== Set task ==
Please copy the stretch of items from the line that contains "Return one point per instance of the paved" through the line that contains "x=427, y=51" with no changes, including both of those lines.

-- START OF Extracted data --

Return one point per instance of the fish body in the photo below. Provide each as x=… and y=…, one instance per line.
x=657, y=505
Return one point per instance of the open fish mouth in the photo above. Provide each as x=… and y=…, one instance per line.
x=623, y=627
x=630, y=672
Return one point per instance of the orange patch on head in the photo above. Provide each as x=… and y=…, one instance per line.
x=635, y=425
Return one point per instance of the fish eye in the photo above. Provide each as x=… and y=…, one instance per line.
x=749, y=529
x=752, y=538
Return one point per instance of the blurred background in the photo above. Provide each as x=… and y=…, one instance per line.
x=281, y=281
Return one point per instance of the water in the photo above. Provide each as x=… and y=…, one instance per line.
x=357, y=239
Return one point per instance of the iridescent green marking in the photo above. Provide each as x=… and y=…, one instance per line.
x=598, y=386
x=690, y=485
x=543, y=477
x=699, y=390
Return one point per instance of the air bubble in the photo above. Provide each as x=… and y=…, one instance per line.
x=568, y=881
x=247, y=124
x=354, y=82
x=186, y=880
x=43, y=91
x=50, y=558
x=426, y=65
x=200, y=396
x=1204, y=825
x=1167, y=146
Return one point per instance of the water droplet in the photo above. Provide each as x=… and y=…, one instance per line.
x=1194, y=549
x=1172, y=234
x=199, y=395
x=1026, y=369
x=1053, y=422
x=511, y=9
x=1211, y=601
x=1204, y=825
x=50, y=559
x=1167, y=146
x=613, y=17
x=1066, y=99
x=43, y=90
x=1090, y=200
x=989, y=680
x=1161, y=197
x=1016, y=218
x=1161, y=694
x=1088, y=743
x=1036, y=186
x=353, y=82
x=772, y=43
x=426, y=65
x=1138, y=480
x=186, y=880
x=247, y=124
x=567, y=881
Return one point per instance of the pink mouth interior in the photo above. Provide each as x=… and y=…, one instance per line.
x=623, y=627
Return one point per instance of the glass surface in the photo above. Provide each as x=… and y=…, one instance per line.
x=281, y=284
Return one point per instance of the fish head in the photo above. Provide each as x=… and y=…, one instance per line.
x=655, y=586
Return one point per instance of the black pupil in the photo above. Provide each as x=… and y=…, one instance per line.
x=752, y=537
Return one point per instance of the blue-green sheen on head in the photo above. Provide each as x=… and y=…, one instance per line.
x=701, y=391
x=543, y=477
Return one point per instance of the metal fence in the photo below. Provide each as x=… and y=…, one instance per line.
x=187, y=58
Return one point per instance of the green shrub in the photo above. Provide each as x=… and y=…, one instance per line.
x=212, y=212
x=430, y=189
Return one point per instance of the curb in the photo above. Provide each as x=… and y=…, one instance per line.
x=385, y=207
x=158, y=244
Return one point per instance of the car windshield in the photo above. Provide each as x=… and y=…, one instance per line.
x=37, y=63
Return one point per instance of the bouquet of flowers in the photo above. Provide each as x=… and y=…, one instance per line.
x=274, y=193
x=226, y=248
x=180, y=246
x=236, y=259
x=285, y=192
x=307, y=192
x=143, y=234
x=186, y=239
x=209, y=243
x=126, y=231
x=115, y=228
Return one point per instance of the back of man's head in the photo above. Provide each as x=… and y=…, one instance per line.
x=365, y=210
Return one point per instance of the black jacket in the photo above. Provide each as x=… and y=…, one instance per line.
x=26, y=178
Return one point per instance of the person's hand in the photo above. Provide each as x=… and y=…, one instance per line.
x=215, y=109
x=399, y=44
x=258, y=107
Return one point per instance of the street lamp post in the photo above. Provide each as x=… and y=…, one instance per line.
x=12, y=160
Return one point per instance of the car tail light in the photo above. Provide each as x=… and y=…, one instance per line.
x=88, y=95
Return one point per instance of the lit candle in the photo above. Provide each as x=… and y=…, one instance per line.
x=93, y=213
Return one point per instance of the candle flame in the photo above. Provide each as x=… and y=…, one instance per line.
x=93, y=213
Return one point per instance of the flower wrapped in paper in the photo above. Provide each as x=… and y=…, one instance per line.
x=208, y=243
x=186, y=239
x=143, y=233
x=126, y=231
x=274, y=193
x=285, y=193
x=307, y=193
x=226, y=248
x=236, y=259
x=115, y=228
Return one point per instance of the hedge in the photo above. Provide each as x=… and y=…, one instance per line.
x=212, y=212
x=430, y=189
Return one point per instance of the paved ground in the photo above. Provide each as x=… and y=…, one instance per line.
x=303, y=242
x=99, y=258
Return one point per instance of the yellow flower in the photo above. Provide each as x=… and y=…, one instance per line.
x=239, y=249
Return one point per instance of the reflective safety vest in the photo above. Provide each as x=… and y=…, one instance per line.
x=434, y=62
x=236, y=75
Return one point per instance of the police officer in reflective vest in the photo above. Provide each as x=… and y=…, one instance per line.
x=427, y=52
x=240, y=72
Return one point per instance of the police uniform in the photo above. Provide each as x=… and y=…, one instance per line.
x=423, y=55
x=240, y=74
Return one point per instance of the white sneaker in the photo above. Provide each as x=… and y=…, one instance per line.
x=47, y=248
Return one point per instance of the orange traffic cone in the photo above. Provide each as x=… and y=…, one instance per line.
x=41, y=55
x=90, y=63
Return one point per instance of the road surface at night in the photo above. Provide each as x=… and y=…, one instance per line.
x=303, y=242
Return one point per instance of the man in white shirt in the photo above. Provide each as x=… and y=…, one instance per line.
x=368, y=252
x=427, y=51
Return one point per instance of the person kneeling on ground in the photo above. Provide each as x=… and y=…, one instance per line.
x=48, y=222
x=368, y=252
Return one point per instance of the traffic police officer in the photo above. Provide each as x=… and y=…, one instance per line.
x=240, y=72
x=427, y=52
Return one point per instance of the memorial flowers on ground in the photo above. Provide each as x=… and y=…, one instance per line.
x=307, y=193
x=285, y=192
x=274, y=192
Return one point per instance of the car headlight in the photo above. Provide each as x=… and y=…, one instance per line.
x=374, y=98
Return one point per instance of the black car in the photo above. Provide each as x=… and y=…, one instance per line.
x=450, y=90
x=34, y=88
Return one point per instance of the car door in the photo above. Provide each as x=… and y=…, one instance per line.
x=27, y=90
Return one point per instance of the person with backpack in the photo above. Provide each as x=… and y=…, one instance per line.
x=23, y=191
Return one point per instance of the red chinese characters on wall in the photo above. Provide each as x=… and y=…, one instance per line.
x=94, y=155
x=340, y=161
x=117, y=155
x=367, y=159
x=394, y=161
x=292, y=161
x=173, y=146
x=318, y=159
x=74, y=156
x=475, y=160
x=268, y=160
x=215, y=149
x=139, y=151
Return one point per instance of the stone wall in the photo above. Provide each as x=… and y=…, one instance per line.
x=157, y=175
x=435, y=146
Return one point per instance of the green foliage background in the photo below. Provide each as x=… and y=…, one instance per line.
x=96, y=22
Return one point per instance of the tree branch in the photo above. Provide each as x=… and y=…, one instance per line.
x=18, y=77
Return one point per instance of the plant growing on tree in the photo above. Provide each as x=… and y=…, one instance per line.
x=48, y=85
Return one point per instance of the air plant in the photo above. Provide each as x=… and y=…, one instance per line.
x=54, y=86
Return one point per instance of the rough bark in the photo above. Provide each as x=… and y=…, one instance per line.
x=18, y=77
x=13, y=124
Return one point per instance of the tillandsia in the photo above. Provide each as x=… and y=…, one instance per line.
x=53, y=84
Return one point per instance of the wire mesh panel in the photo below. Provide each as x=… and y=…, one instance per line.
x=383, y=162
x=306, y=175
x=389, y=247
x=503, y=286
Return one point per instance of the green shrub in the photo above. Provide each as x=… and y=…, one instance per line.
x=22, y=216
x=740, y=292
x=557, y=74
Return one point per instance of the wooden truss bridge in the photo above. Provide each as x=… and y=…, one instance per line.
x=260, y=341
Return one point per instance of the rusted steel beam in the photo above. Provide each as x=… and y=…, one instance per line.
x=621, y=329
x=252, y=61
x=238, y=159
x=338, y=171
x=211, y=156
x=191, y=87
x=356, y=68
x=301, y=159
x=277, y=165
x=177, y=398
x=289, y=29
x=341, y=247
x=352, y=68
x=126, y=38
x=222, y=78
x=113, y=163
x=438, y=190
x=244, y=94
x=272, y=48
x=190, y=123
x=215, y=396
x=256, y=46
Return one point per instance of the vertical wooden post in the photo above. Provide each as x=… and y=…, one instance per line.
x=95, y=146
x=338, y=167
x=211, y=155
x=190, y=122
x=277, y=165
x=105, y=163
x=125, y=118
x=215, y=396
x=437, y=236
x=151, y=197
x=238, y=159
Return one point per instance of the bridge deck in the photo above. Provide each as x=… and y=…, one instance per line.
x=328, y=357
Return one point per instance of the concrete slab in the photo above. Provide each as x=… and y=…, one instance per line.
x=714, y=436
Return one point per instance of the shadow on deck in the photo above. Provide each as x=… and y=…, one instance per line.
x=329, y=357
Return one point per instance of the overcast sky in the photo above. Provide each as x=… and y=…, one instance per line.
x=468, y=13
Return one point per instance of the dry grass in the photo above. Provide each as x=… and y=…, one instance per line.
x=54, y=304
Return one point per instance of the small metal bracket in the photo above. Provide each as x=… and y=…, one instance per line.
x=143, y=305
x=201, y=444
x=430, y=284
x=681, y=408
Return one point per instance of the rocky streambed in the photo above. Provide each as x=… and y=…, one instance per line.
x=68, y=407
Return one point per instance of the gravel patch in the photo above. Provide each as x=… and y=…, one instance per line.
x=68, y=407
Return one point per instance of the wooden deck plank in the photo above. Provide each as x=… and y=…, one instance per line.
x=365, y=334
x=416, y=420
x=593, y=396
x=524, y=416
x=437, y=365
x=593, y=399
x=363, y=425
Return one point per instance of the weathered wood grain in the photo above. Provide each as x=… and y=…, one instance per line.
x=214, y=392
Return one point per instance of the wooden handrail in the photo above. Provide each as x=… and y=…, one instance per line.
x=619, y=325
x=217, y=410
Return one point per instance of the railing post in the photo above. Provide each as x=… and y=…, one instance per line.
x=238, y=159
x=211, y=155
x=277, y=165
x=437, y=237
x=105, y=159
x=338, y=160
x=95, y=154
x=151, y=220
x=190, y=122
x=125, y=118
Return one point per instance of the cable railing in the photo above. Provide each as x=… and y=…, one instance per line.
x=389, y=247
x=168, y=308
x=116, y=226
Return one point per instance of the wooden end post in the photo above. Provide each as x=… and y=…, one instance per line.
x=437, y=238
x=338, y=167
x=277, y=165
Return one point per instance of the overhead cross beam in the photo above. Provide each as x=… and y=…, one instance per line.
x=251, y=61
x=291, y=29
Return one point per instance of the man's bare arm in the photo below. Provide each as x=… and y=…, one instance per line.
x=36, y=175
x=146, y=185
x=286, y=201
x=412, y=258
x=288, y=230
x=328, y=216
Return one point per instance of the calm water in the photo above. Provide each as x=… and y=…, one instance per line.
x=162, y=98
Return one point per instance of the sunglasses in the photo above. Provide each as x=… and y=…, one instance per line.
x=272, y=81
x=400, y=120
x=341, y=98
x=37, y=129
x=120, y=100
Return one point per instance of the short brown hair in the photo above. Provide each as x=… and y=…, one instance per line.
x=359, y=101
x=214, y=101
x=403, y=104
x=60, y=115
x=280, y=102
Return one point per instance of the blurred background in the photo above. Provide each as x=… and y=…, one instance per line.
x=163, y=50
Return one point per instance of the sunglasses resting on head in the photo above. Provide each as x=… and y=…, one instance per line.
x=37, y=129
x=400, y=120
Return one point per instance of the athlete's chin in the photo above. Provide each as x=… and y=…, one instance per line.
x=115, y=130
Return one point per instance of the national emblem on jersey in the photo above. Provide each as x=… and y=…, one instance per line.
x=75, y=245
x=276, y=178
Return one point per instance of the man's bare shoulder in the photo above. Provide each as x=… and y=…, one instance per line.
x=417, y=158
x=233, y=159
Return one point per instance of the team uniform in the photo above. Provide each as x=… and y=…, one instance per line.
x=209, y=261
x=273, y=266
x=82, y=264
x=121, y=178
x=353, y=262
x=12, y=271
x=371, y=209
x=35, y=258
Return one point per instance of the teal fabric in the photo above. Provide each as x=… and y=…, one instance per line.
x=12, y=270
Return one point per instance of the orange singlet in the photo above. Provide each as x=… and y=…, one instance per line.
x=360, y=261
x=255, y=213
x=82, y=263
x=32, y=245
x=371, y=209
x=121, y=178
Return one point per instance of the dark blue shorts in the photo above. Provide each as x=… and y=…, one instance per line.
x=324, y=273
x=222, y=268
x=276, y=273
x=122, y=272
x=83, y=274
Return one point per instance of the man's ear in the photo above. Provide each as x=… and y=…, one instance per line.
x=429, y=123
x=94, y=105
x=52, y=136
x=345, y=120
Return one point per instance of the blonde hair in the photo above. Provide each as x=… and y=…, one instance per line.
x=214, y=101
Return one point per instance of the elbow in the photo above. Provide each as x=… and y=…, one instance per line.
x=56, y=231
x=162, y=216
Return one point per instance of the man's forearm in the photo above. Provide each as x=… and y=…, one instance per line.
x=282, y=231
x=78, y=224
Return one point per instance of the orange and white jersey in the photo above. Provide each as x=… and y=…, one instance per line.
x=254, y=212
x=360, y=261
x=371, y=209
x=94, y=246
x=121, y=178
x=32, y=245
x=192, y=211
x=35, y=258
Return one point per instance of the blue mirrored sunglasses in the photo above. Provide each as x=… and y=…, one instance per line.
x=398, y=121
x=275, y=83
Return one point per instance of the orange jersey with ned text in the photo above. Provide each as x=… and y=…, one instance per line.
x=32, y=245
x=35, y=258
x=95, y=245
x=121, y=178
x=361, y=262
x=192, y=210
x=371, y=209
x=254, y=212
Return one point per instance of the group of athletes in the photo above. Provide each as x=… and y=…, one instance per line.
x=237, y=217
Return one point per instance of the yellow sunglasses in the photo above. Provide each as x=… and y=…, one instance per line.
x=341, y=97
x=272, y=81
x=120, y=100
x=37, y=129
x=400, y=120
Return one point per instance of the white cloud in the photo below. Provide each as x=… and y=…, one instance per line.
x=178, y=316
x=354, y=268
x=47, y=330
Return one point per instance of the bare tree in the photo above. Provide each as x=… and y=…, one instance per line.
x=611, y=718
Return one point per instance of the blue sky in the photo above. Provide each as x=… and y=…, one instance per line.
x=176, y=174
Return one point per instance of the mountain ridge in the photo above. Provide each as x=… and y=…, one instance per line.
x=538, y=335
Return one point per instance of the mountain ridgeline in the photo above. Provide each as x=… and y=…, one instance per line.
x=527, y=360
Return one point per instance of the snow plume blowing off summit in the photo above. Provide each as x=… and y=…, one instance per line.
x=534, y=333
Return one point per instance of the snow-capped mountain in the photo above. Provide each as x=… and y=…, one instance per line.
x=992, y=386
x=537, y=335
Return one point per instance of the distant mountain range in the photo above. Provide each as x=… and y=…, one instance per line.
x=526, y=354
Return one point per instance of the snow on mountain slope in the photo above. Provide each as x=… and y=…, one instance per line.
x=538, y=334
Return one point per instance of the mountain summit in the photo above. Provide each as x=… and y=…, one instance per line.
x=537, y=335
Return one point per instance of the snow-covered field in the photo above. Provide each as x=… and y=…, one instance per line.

-- END OF Extracted data --

== Finished exercise ==
Return one point per instance of the paved ground in the photo above. Provide each as x=… and y=…, one instance per line.
x=303, y=242
x=99, y=258
Return one point per instance of the yellow flower in the photo above. Provide each as x=… and y=…, one instance per line.
x=239, y=249
Return one point per instance of the reflective safety vest in the photo above. Provide each as x=… and y=…, one instance per line.
x=434, y=62
x=236, y=75
Return one point per instance of the police officer in reflective vest in the photo above. Provide each as x=… and y=…, one instance per line.
x=427, y=52
x=240, y=72
Return one point per instance of the police uniform in the photo above. Provide each as x=… and y=…, one instance per line.
x=423, y=55
x=240, y=74
Return one point per instance of the white sneaker in the photo above. Provide each as x=… and y=…, one instance per line.
x=47, y=248
Return one point per instance of the orange traffic cone in the photo above. Provide each as x=… and y=…, one instance per line.
x=41, y=55
x=90, y=63
Return one point per instance of the road surface at night in the photo above. Provide each as x=… and y=…, one instance per line.
x=303, y=242
Return one point per instance of the man in white shirt in the photo above. Provide each as x=… and y=…, one instance per line.
x=368, y=252
x=427, y=51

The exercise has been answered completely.